• _SUPPLIED MATERIAL_:
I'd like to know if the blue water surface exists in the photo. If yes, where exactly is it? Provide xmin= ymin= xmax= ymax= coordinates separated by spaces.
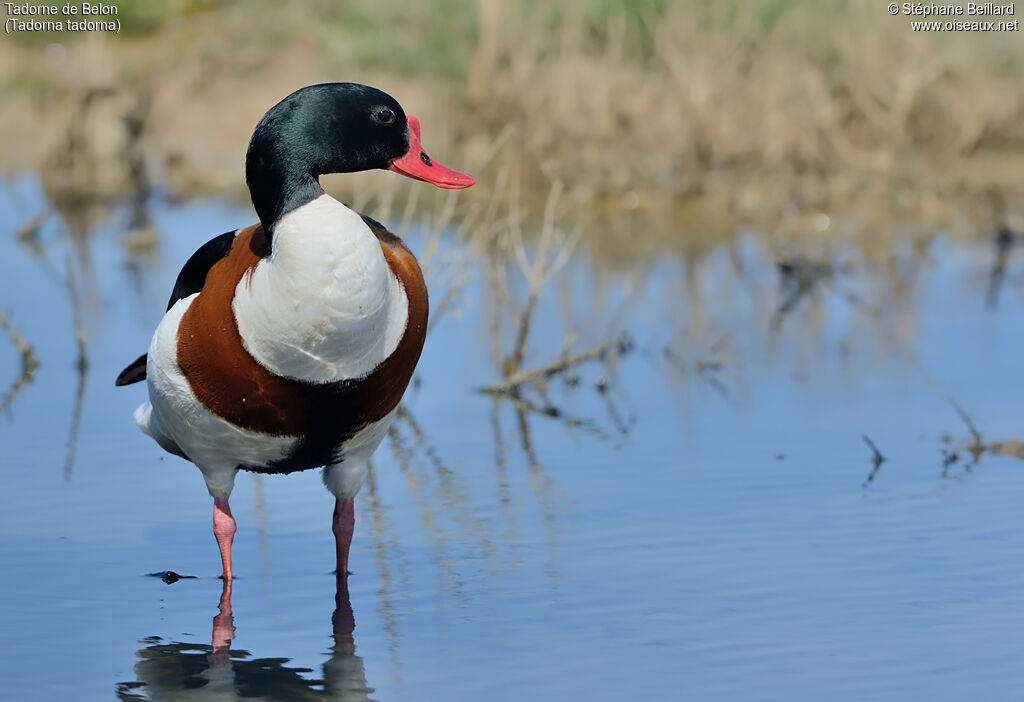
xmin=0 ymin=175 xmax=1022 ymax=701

==

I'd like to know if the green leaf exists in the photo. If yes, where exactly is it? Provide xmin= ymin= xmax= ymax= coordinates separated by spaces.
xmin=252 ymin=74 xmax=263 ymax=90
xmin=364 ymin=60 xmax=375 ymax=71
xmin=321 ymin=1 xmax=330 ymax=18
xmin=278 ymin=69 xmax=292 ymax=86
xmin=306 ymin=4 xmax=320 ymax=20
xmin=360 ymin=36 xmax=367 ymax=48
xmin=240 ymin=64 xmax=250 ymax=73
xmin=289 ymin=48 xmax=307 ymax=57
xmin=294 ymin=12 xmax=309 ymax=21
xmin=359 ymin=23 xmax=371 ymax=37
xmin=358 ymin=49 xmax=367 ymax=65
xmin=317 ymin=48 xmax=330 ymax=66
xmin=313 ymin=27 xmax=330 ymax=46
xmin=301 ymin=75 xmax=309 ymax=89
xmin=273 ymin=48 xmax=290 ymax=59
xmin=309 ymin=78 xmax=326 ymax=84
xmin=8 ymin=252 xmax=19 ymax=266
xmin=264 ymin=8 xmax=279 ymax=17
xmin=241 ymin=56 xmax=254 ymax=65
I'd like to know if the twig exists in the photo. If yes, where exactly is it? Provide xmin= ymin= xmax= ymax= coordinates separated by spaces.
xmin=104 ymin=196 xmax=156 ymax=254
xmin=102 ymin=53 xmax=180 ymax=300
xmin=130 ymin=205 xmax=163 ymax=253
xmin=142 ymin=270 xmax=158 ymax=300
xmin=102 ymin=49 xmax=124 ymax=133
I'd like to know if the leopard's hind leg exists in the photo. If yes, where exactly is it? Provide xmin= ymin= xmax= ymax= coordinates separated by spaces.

--

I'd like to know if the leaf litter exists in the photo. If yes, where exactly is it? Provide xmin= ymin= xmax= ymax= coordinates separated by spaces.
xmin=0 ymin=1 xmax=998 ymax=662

• _EXERCISE_: From the listing above, output exactly the run of lines that starts with the line containing "I'd like to know if the twig" and ends with the line containing "I'd like to know if the leopard's".

• _OUTPUT FOR THIS TASK_:
I'd like to know if the twig exists in the photo. If yes, where exactly is it? Provide xmin= ymin= xmax= ymax= coordinates separated by spaces.
xmin=104 ymin=196 xmax=156 ymax=254
xmin=102 ymin=53 xmax=180 ymax=300
xmin=130 ymin=205 xmax=163 ymax=253
xmin=142 ymin=270 xmax=158 ymax=300
xmin=102 ymin=49 xmax=124 ymax=133
I'd like to know if the leopard's hind leg exists in the photo. If yes, where exactly is it? Provide xmin= ymin= xmax= ymax= coordinates separated by spaces.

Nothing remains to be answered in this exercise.